*** GIVEN INFORMATION Section Begins ***

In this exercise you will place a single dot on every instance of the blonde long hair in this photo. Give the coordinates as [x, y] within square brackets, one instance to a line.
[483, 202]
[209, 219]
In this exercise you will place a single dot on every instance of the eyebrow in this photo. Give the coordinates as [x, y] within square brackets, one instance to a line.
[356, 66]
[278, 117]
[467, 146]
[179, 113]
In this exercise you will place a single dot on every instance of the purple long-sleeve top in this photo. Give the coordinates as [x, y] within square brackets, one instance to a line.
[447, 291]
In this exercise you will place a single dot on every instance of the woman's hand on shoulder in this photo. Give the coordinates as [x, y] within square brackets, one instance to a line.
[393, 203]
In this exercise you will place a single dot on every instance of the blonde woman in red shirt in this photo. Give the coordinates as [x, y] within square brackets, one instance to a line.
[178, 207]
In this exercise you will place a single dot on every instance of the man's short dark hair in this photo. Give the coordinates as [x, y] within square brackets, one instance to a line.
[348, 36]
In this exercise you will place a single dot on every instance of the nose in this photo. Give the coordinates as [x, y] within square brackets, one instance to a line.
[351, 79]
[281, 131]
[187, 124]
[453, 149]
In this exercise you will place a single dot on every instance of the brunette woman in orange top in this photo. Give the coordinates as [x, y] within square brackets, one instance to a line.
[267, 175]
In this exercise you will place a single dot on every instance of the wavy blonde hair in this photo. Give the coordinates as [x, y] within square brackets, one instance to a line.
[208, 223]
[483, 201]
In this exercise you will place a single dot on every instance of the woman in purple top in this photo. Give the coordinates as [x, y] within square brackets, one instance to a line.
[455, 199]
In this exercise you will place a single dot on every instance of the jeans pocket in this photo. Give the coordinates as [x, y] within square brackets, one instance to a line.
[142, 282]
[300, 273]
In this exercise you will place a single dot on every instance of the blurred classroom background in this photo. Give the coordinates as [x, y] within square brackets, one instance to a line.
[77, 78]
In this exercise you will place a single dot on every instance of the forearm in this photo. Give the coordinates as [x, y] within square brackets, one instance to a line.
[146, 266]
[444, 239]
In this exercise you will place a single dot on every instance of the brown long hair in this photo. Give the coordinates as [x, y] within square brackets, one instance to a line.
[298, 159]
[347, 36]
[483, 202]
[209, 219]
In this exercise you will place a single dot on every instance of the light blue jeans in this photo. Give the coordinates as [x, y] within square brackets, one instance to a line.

*** GIVEN INFORMATION Section Ends ***

◆ GOAL OF THE EXERCISE: Return the listing exactly as it was given to you, with every line intact.

◆ WRITTEN REPLY:
In this exercise you will place a single dot on every instance of the blonde long hair in this photo. Give the coordinates as [x, y] within square brackets, one instance to a line.
[483, 202]
[209, 219]
In this exercise you will place a single dot on every instance of the eyebrow in this photo. Give the coordinates as [x, y] within square brackets, one instance to a line.
[356, 66]
[278, 117]
[467, 146]
[179, 113]
In this exercise you will place a single dot on every instance of the purple long-sleeve top in this photo. Give the coordinates as [x, y] within square brackets, one instance to a line.
[447, 291]
In this exercise you will place a single dot on every instance of the woman's hand on shoulder in this photo. Give the coordinates as [x, y] within square brackets, one instance to a line.
[393, 203]
In this exercise you will place a single dot on every instance of the blonde woman in red shirt in this photo. Give the coordinates as [x, y] within square brackets, one instance to a line.
[178, 207]
In this exercise you will place a single dot on every instance of the man's short dark hair in this photo. Give the coordinates as [x, y] within square brackets, one instance to a line.
[348, 36]
In this exercise you will place a single dot on every instance of the nose in this photo. Give the coordinates as [x, y] within square brackets, one instance to a line.
[351, 79]
[281, 131]
[187, 124]
[453, 149]
In this exercise you will place a single dot on every instance of the brunette woman in orange top in this photo. Give the coordinates as [x, y] within square brackets, one instance to a line.
[267, 175]
In this exercise you will place a single dot on every instance of the wavy blonde hair in this photo. Give the coordinates as [x, y] within square brackets, one instance to a line.
[208, 223]
[483, 201]
In this exercise you will place a single dot on every instance of the woman in purple top in this photo. Give the coordinates as [x, y] within square brackets, one instance to a line.
[455, 199]
In this exercise you will place a single dot on every instance of the jeans pocket in this photo. Give the coordinates as [x, y] within square brackets, one instance to a line.
[142, 282]
[300, 273]
In this exercise you will place a single dot on every instance of the blurred classroom background in this photo. Give the coordinates as [x, y] within square brackets, one instance to a line.
[77, 78]
In this exercise you will place a single dot on every instance of the forearm in this photo. Give the coordinates as [x, y] within square brackets, one instance to a line.
[146, 266]
[444, 239]
In this exercise you will place a single dot on every instance of the brown long hair in this photo. Give the coordinates as [x, y] within square brackets, one instance to a line.
[298, 159]
[347, 36]
[483, 202]
[209, 219]
In this exercise you will place a single dot on every instance of the light blue jeans in this photo. Give the coordinates as [x, y] within square brackets, one instance to a line.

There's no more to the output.